Your task:
Retype each line of the data below, keeping every character the same.
-------- Material for this task
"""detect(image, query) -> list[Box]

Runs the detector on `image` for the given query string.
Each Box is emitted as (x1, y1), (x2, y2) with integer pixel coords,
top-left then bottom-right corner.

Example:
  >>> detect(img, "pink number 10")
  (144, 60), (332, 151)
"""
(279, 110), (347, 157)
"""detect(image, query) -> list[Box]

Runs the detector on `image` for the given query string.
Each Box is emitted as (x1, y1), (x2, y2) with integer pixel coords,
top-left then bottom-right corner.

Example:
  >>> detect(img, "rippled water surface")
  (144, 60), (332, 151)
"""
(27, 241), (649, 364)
----------------
Finished task:
"""detect(image, query) -> list[Box]

Runs the detector on `image` for the given query string.
Each Box is emitted as (x1, y1), (x2, y2) with integer pixel coords,
top-left then bottom-right corner.

Example:
  >>> detect(img, "pink number 10")
  (144, 60), (332, 151)
"""
(279, 110), (347, 157)
"""detect(image, query) -> list[Box]

Runs the detector on `image` for the given query string.
Each Box is emitted as (x1, y1), (x2, y2) with integer pixel coords,
top-left then bottom-right corner.

Example:
  >>> detect(img, "rippled water surface")
  (144, 60), (332, 151)
"""
(27, 241), (649, 364)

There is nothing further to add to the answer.